* Aim of the exercise: Return each of the records below verbatim, with no line added, dropped, or altered.

* Record list:
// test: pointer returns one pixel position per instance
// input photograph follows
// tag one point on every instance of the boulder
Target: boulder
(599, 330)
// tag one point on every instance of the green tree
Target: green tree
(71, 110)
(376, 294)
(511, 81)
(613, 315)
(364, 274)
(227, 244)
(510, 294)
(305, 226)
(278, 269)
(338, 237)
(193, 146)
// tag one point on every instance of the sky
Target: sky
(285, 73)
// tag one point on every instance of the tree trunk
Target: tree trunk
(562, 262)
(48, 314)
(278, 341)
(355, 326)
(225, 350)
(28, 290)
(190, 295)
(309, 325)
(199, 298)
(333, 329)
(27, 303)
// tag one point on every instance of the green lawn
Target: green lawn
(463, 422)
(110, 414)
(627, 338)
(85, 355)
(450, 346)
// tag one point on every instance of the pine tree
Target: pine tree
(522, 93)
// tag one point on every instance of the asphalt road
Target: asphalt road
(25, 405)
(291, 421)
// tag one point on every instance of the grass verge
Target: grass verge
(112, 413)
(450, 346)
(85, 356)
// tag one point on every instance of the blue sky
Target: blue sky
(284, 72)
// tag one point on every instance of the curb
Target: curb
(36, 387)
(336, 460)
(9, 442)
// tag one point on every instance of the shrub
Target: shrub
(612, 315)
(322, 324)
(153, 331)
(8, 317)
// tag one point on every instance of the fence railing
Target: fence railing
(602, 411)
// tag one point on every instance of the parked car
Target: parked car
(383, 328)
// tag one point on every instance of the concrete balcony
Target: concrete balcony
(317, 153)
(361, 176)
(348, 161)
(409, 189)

* Written answer:
// test: pointer returns one pixel position per instance
// input photograph follows
// tag one point on every instance of the boulder
Target: boulder
(599, 330)
// tag one point on every instance of the green tree
Target: green tree
(71, 110)
(376, 294)
(511, 81)
(613, 315)
(364, 274)
(227, 244)
(510, 294)
(305, 226)
(278, 269)
(338, 237)
(193, 146)
// tag one point on every instance of the sky
Target: sky
(285, 73)
// tag one point on every instance of the tree trunk
Target: tree trunk
(562, 262)
(48, 314)
(278, 341)
(355, 326)
(225, 350)
(28, 290)
(190, 295)
(309, 325)
(199, 298)
(333, 329)
(27, 303)
// tag one point on every instance of the green lawn
Target: green lawn
(463, 422)
(110, 414)
(627, 338)
(85, 355)
(450, 346)
// tag one point on every instance of the pine tree
Target: pine tree
(522, 93)
// tag one point on every instance of the asphalt road
Target: asphalt road
(25, 405)
(291, 421)
// tag one point on every instance of the grass verge
Target: grass verge
(112, 413)
(450, 346)
(85, 356)
// tag one point on every instance of the blue sky
Target: blue sky
(284, 72)
// tag one point on every instance of the curb
Target: curb
(36, 387)
(336, 460)
(9, 442)
// tag one point on every instance of the shrub
Target: shrub
(612, 315)
(322, 324)
(153, 331)
(8, 317)
// tag one point on every instance of the fence railing
Target: fence railing
(602, 411)
// tag one point on every instance of the parked car
Target: parked car
(383, 328)
// tag one point on every instance of the concrete balcony
Target: concrete balcony
(317, 153)
(361, 176)
(348, 161)
(409, 189)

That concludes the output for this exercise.